Transcribe precisely, and only, the lines beginning at the line containing "Query: black fence railing" and ending at the final line of the material below.

Provided data:
=====

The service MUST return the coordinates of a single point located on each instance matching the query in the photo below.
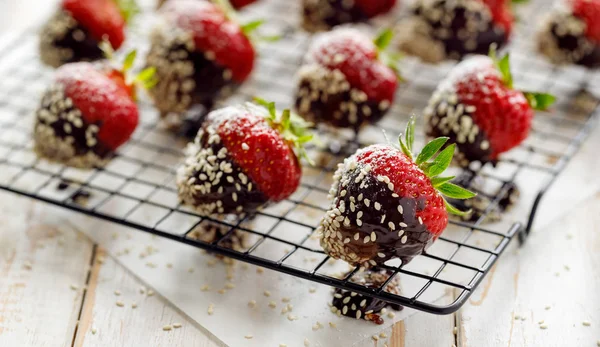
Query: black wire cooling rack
(137, 188)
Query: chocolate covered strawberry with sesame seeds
(439, 30)
(87, 113)
(477, 107)
(348, 80)
(76, 30)
(243, 158)
(570, 34)
(388, 204)
(322, 15)
(201, 55)
(358, 306)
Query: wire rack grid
(137, 188)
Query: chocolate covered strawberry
(477, 107)
(325, 14)
(388, 203)
(348, 80)
(571, 34)
(242, 159)
(87, 113)
(200, 55)
(75, 32)
(450, 29)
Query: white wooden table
(546, 293)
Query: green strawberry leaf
(129, 60)
(250, 27)
(431, 149)
(503, 65)
(410, 133)
(455, 192)
(129, 9)
(404, 148)
(442, 161)
(383, 40)
(540, 101)
(438, 181)
(293, 128)
(453, 210)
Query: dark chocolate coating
(189, 81)
(61, 134)
(371, 278)
(572, 47)
(462, 29)
(232, 192)
(63, 40)
(329, 111)
(322, 15)
(469, 148)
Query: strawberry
(355, 305)
(200, 54)
(348, 80)
(571, 34)
(477, 107)
(237, 4)
(388, 204)
(242, 159)
(77, 29)
(87, 114)
(451, 29)
(322, 15)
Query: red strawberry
(589, 12)
(214, 33)
(348, 79)
(102, 18)
(322, 15)
(200, 55)
(477, 107)
(242, 159)
(87, 114)
(387, 204)
(449, 29)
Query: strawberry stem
(434, 164)
(293, 128)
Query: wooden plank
(554, 278)
(421, 329)
(43, 270)
(105, 323)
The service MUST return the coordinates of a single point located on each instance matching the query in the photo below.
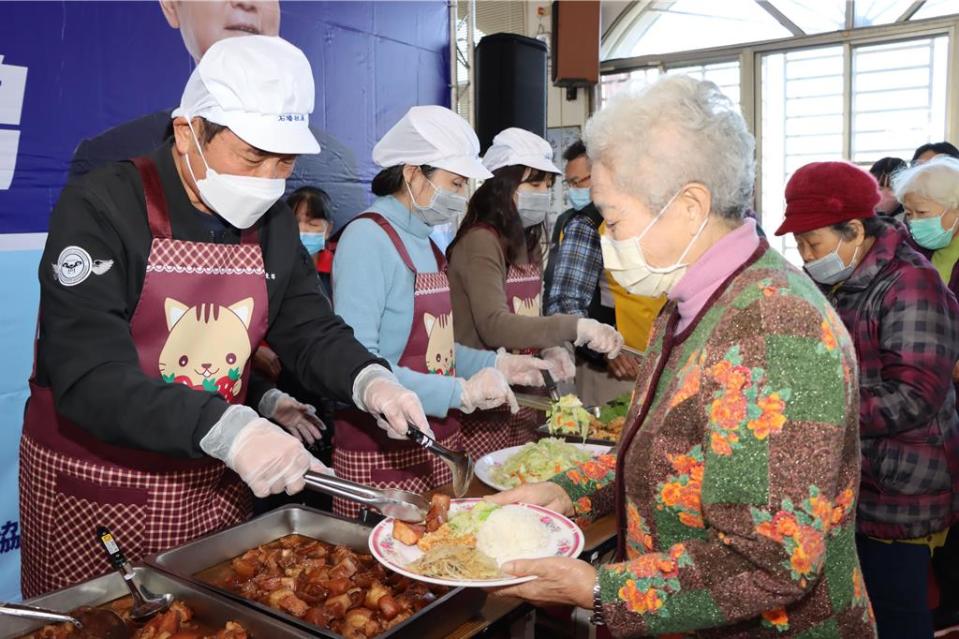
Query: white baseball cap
(432, 135)
(519, 146)
(261, 87)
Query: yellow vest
(635, 314)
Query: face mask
(239, 199)
(532, 207)
(444, 207)
(579, 198)
(314, 242)
(624, 259)
(829, 269)
(928, 232)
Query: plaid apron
(491, 430)
(362, 452)
(194, 295)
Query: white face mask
(624, 259)
(444, 207)
(239, 199)
(532, 207)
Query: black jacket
(86, 354)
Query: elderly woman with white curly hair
(736, 477)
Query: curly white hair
(673, 133)
(937, 179)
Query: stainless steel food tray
(436, 620)
(209, 608)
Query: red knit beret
(825, 193)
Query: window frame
(750, 70)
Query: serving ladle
(145, 603)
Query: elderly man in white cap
(496, 281)
(159, 276)
(389, 284)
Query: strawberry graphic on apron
(201, 310)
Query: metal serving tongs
(145, 603)
(392, 502)
(24, 611)
(96, 623)
(459, 461)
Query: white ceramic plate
(565, 540)
(490, 462)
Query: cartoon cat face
(208, 345)
(527, 307)
(439, 351)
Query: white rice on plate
(513, 532)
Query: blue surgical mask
(579, 198)
(830, 269)
(929, 234)
(314, 242)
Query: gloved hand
(523, 370)
(267, 459)
(298, 419)
(377, 391)
(599, 337)
(561, 362)
(487, 389)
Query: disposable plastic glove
(598, 337)
(562, 364)
(265, 457)
(377, 391)
(296, 418)
(522, 370)
(487, 389)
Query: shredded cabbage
(468, 522)
(568, 417)
(539, 462)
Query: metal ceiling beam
(780, 17)
(911, 11)
(910, 29)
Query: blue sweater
(373, 293)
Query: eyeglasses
(575, 182)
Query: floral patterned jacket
(736, 478)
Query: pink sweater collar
(712, 269)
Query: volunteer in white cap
(159, 276)
(495, 275)
(389, 284)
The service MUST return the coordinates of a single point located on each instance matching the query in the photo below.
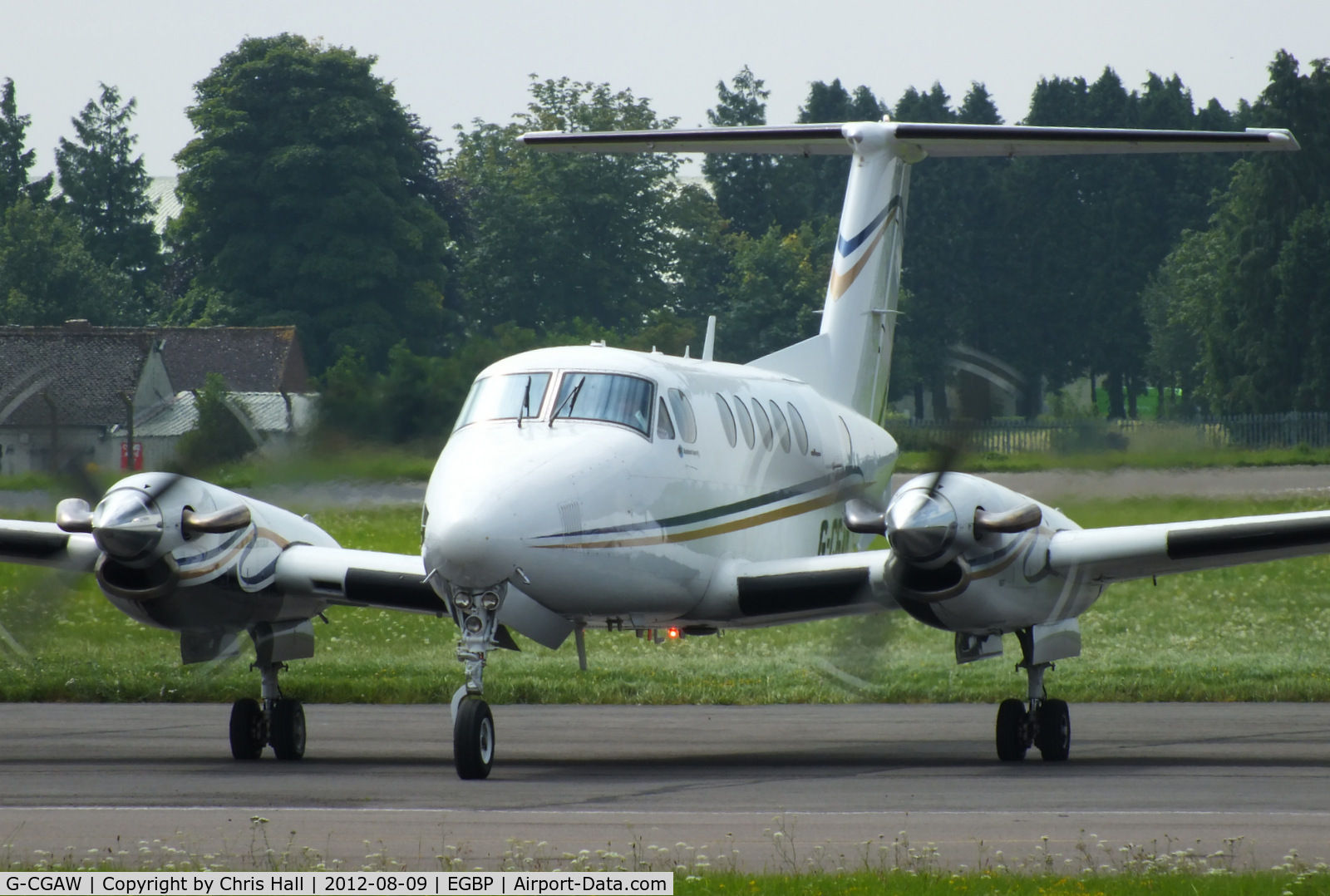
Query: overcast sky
(456, 62)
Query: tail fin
(850, 359)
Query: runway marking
(259, 810)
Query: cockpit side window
(510, 396)
(682, 410)
(612, 398)
(664, 428)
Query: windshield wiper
(571, 401)
(525, 405)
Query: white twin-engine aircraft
(598, 487)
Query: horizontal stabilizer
(913, 141)
(955, 141)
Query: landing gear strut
(1046, 723)
(277, 722)
(472, 722)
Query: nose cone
(126, 524)
(921, 527)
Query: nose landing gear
(472, 722)
(1046, 723)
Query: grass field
(1257, 633)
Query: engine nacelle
(968, 554)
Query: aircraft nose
(472, 547)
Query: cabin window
(782, 428)
(745, 421)
(505, 398)
(764, 426)
(664, 428)
(727, 419)
(801, 432)
(682, 410)
(611, 398)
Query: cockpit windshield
(512, 396)
(605, 396)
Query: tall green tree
(47, 274)
(309, 199)
(817, 182)
(1252, 301)
(15, 161)
(569, 235)
(775, 288)
(104, 186)
(746, 188)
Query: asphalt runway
(840, 783)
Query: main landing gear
(472, 722)
(277, 722)
(1046, 723)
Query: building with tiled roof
(250, 359)
(66, 392)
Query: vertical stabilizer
(850, 359)
(860, 314)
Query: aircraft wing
(398, 583)
(801, 585)
(44, 544)
(1121, 554)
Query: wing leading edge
(1121, 554)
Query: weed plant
(1254, 633)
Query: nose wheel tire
(1054, 736)
(246, 729)
(1012, 730)
(474, 740)
(289, 729)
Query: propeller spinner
(128, 523)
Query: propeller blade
(1011, 521)
(217, 521)
(73, 514)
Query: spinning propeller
(931, 528)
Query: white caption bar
(323, 883)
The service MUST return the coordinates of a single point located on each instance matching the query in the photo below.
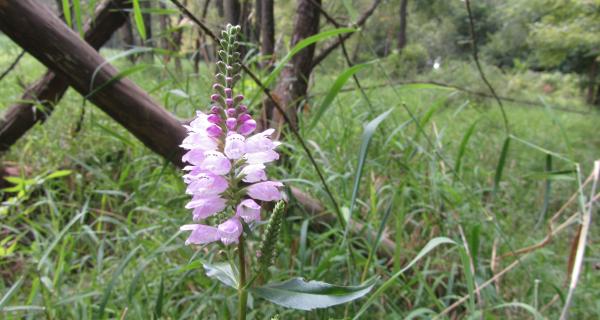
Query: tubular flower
(226, 163)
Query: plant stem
(242, 293)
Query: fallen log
(43, 35)
(61, 50)
(38, 101)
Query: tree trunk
(293, 82)
(402, 31)
(267, 30)
(36, 29)
(146, 5)
(48, 90)
(232, 11)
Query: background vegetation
(90, 218)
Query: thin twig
(342, 42)
(287, 120)
(483, 77)
(332, 46)
(12, 65)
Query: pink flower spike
(206, 184)
(229, 231)
(214, 118)
(193, 156)
(248, 210)
(265, 191)
(247, 127)
(244, 117)
(253, 173)
(215, 110)
(231, 123)
(234, 146)
(260, 157)
(204, 208)
(216, 163)
(201, 234)
(214, 131)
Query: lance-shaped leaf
(222, 272)
(296, 293)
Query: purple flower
(223, 158)
(229, 231)
(253, 173)
(235, 146)
(265, 191)
(216, 162)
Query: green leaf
(10, 292)
(463, 146)
(222, 272)
(139, 20)
(78, 17)
(113, 282)
(58, 174)
(501, 163)
(432, 244)
(299, 294)
(333, 92)
(362, 156)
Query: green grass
(103, 240)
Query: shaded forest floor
(92, 226)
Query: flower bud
(214, 131)
(231, 123)
(247, 127)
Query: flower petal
(229, 231)
(248, 210)
(265, 191)
(201, 234)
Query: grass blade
(139, 20)
(463, 146)
(113, 281)
(362, 156)
(78, 16)
(585, 227)
(432, 244)
(501, 164)
(10, 292)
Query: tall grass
(101, 240)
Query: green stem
(242, 293)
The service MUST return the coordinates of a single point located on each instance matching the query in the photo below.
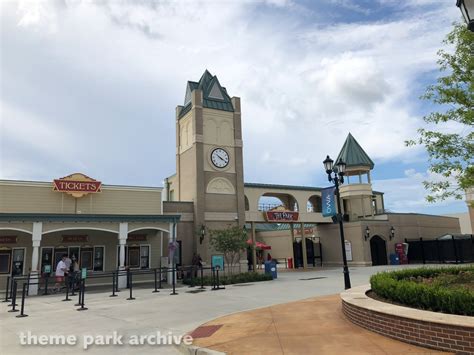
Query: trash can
(394, 260)
(270, 268)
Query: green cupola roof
(353, 155)
(214, 95)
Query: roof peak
(353, 155)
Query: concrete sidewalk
(312, 326)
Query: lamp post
(336, 175)
(392, 232)
(467, 10)
(203, 233)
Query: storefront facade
(107, 227)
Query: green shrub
(229, 280)
(405, 287)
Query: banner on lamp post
(328, 202)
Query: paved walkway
(152, 312)
(312, 326)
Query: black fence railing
(14, 284)
(453, 250)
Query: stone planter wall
(429, 329)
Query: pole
(68, 281)
(174, 280)
(202, 280)
(83, 291)
(7, 289)
(347, 279)
(156, 283)
(15, 285)
(130, 285)
(113, 285)
(24, 291)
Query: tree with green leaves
(449, 134)
(230, 242)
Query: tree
(449, 135)
(230, 242)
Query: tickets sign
(281, 216)
(77, 185)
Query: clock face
(219, 158)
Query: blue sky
(92, 86)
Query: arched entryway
(378, 251)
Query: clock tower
(209, 166)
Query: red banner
(75, 238)
(281, 216)
(8, 240)
(77, 186)
(137, 238)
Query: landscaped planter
(434, 330)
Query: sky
(92, 86)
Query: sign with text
(8, 239)
(281, 216)
(75, 238)
(137, 238)
(217, 261)
(77, 185)
(328, 202)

=====

Solution below:
Query: black fence railing
(14, 284)
(453, 250)
Query: stone planter wall
(429, 329)
Query: pole
(68, 281)
(174, 280)
(202, 280)
(83, 291)
(7, 289)
(347, 279)
(156, 283)
(15, 285)
(130, 285)
(113, 285)
(24, 291)
Query: tree with green leaves
(449, 134)
(230, 242)
Query: tree
(449, 135)
(230, 242)
Query: tickets sign
(281, 216)
(77, 185)
Query: clock face
(219, 158)
Query: blue sky
(92, 86)
Query: arched entryway
(378, 251)
Query: clock tower
(209, 166)
Query: red banner
(75, 238)
(281, 216)
(8, 240)
(77, 186)
(137, 238)
Query: landscaped planter
(434, 330)
Query: sky
(92, 86)
Query: sign with text
(8, 239)
(281, 216)
(75, 238)
(137, 238)
(217, 261)
(77, 185)
(328, 202)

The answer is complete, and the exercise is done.